- **Action item**:
Go through the records and report each line in which the word "prompts" occurs.

====================

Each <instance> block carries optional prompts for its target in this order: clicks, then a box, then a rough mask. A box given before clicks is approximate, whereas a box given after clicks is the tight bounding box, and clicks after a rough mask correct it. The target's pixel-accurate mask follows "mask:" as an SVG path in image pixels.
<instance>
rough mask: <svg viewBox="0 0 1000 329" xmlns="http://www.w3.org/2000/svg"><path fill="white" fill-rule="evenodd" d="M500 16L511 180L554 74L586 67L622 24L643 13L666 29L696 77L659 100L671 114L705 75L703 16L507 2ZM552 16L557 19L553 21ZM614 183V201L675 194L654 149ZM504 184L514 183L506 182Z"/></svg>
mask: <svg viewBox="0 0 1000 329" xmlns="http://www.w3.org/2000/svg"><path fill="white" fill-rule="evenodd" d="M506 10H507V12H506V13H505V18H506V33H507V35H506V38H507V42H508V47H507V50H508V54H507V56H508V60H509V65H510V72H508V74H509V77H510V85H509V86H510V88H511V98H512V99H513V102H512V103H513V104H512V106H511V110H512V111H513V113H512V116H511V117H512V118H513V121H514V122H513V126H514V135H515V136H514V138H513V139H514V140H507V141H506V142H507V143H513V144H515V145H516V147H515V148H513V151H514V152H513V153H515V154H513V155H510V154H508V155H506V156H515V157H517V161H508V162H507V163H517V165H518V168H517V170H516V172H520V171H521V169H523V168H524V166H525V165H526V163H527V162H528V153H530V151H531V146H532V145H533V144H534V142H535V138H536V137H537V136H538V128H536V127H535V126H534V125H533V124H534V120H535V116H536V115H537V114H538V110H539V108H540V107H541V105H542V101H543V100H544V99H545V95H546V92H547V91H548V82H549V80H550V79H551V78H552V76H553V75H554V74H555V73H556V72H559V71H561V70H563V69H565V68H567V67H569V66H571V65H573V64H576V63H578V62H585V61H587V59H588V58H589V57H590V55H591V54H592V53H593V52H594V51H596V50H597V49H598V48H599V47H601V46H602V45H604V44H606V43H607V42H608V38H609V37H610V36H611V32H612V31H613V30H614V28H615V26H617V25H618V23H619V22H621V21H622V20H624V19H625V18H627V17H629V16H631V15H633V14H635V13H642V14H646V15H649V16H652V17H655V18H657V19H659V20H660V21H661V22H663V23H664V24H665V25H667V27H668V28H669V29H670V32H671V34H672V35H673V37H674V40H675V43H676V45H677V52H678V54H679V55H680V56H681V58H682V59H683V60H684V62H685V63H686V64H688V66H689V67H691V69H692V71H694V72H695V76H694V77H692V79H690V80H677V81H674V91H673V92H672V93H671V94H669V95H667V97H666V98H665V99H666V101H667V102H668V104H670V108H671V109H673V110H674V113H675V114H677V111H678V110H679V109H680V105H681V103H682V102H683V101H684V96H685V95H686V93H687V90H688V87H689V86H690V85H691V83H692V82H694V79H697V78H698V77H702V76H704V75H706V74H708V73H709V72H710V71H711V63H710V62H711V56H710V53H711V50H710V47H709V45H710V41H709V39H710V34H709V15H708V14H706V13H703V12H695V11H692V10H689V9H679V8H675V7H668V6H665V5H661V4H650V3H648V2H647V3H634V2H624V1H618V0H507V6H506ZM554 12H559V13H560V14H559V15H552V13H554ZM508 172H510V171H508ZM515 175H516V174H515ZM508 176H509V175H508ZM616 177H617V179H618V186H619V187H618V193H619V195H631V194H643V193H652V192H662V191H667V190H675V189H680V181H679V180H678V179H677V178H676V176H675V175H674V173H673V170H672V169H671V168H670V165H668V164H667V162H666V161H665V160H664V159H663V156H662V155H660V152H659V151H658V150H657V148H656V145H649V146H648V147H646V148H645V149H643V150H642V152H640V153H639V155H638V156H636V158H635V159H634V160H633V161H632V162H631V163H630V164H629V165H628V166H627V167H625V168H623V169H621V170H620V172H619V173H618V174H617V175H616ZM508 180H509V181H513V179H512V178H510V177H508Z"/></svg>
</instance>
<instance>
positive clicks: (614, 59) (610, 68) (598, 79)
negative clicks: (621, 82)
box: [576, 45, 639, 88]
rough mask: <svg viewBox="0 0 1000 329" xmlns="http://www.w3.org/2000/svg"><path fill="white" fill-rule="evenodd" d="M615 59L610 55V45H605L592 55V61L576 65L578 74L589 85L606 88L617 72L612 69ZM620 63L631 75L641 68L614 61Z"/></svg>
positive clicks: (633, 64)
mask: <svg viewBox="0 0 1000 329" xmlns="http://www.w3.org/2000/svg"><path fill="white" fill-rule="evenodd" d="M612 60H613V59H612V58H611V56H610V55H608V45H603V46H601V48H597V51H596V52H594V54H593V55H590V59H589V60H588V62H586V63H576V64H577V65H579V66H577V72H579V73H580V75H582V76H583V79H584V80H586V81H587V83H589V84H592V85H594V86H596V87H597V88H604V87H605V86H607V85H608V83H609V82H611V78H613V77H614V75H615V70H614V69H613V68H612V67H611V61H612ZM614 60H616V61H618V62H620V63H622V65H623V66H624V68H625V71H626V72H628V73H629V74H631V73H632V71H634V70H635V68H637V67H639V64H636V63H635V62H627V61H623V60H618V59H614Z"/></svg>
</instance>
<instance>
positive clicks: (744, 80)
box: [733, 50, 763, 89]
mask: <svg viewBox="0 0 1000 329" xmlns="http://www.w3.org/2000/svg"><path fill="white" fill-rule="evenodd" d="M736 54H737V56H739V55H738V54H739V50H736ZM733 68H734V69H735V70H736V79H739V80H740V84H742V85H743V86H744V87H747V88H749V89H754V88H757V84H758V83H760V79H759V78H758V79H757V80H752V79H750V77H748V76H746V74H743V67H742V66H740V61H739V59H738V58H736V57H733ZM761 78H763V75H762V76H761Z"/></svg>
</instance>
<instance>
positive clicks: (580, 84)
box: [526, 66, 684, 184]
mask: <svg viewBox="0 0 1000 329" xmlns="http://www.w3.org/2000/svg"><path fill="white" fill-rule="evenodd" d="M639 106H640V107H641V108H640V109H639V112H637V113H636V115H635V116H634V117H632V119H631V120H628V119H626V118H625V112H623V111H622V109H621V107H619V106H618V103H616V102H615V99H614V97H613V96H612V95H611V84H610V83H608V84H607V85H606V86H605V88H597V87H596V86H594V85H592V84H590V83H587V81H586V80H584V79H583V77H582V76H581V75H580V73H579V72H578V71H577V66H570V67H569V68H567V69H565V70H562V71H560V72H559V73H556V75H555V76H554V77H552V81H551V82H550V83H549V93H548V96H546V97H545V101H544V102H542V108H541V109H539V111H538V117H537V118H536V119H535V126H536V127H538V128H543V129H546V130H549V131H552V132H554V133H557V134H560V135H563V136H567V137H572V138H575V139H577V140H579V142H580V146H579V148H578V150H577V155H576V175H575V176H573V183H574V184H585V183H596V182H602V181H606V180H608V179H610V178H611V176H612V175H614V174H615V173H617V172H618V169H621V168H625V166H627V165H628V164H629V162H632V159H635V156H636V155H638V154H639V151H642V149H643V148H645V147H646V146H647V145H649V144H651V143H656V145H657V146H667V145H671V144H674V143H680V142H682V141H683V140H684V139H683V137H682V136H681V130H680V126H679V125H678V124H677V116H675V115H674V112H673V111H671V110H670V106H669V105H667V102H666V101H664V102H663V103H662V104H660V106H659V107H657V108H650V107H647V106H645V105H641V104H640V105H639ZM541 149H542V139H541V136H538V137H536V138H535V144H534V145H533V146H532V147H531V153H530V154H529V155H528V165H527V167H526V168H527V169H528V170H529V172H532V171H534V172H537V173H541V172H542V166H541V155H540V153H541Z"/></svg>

====================

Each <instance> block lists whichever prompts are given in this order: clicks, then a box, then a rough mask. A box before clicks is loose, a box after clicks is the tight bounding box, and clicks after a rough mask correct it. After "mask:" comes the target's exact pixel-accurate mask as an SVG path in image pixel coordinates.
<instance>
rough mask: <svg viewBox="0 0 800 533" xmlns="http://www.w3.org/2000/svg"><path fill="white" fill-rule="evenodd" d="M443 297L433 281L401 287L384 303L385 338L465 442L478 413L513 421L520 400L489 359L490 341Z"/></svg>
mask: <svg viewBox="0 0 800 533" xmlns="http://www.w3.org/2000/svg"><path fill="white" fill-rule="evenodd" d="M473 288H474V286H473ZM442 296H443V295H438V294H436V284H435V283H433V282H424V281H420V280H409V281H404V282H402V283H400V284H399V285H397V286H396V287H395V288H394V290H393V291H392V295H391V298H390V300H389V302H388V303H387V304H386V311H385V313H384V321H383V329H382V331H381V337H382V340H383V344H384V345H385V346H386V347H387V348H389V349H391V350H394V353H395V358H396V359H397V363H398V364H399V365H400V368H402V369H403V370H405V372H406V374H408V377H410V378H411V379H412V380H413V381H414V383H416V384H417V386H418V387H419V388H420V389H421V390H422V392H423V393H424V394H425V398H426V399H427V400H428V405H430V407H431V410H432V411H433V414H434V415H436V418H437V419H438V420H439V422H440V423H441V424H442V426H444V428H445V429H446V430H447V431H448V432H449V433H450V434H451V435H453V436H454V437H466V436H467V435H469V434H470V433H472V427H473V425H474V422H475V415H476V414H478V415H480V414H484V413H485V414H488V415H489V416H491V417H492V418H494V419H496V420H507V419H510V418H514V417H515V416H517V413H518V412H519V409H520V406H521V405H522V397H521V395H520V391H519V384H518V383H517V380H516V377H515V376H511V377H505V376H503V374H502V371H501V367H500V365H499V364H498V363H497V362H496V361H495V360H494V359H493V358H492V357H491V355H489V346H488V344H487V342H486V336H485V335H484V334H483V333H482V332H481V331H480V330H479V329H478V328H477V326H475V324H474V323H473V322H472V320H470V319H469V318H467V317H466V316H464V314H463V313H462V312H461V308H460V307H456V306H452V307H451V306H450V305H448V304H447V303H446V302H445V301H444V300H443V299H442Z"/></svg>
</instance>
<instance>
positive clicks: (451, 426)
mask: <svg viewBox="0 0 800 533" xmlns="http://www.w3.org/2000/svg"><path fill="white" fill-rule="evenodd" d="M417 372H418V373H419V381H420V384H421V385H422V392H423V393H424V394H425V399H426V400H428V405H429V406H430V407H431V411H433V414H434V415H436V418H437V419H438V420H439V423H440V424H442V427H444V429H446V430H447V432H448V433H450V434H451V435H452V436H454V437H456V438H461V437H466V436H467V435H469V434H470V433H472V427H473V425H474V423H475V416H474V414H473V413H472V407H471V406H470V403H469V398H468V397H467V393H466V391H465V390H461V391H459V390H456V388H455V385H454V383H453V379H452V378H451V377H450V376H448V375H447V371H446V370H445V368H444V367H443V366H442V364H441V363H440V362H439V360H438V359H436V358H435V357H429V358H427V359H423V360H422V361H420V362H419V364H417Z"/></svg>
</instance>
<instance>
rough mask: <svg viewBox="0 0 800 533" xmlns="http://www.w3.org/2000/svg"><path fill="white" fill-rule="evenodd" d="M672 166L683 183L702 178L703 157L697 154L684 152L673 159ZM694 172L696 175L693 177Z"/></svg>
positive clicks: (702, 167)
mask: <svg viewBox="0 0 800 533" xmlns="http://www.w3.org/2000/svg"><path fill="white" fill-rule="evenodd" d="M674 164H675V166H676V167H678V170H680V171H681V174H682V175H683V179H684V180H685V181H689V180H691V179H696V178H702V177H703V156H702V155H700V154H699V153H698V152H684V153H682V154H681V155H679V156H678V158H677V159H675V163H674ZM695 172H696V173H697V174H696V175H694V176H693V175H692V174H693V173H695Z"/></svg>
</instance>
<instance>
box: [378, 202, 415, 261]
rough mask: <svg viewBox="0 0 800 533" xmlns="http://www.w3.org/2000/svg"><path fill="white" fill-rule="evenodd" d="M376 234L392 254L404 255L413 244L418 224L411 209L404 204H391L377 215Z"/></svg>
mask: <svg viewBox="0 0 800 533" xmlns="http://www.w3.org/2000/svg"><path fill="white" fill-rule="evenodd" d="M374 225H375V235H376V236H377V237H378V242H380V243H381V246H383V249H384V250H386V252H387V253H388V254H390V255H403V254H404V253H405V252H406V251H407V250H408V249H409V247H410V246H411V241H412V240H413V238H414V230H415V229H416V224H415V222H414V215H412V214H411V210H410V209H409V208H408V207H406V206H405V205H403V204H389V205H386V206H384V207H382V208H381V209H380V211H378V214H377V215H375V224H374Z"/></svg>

====================

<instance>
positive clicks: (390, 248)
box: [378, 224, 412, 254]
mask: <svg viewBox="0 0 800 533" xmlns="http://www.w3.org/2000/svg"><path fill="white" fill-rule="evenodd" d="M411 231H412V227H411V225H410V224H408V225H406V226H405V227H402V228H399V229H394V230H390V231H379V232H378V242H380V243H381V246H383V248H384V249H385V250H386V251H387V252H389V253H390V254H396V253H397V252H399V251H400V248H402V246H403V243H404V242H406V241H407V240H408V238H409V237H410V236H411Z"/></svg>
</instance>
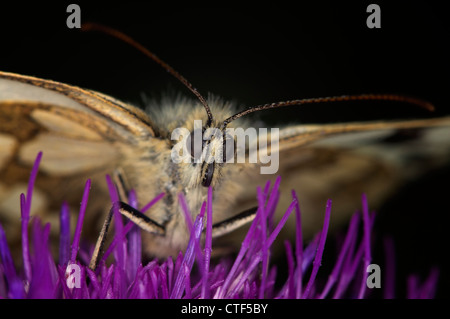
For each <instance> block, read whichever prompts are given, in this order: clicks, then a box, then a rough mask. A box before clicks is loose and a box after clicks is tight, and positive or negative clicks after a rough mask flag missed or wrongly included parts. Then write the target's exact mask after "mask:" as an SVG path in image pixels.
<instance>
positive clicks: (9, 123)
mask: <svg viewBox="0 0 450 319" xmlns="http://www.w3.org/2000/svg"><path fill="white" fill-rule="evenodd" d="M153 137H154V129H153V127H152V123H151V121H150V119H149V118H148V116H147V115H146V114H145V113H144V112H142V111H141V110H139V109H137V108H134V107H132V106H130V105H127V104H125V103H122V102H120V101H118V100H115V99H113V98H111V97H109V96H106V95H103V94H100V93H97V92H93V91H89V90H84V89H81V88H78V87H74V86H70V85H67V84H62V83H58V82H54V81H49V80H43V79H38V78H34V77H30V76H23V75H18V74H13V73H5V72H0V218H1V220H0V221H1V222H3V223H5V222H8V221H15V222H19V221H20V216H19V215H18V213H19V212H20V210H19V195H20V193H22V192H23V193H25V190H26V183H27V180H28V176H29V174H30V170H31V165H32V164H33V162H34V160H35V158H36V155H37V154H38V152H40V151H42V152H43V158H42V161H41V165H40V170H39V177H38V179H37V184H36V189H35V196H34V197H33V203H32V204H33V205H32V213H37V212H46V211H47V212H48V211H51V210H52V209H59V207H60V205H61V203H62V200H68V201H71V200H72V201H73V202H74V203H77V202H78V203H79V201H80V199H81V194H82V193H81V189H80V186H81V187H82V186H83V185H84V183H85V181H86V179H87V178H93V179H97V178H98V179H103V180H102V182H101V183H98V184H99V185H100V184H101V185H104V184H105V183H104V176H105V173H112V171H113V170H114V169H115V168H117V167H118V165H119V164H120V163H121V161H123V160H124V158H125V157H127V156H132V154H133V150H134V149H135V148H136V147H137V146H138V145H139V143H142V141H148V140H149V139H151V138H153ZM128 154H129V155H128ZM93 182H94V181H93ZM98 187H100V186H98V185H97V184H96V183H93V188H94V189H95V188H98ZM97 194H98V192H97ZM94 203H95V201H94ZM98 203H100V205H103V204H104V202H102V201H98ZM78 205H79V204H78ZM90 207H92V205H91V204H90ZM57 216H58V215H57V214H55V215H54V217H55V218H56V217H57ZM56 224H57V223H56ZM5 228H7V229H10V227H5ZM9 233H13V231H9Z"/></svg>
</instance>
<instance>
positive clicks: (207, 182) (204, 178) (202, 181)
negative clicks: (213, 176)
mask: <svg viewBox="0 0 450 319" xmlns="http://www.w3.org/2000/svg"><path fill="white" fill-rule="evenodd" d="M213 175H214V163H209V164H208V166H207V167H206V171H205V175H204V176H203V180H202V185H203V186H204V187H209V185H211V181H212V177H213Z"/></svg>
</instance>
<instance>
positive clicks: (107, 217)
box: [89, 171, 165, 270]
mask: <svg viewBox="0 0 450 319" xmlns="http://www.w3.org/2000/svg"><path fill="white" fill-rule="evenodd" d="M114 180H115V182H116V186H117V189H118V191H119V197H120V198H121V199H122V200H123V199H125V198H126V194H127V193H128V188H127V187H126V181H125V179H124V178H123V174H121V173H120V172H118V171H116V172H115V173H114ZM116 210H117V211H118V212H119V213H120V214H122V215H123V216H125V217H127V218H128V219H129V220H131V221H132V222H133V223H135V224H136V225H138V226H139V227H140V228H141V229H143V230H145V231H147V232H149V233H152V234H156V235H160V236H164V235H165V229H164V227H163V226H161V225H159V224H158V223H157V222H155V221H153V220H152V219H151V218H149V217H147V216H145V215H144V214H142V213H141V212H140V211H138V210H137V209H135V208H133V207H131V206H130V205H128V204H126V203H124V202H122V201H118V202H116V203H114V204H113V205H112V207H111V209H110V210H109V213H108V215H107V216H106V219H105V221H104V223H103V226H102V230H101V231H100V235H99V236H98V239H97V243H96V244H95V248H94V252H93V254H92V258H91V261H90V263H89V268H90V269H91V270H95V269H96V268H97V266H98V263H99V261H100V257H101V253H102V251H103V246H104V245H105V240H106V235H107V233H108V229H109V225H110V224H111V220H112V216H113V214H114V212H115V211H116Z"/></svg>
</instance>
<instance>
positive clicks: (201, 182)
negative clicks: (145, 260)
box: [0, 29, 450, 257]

====================

- **Answer to this problem**:
Each <instance> block carries optional prompts for its target in this order: clicks, then a box, then a rough mask. A box given before clicks is approximate, whereas a box given after clicks is the tight bounding box, and clicks after a rough mask correct it. The target's pixel-accurate mask follows "mask:" as an SVG path in image pixels.
Each <instance> block lists whichever prompts are given in this order: clicks, then a box, then a rough mask. A box before clicks is loose, a box after clicks is the tight bounding box, and clicks after a rough mask correct it. After "mask:" comes the target's exact pixel-accurate mask as an SVG path in image pixel coordinates.
For each <instance> block, read whichever prompts are given, in this order: clicks, then a box, then a rough mask. A box before clicks is loose and a box after clicks is tight, and positive or negative clicks after a rough mask flag missed or wrongly included parts. Then write the target's exact mask after "mask:" as an SVG path in image pixels.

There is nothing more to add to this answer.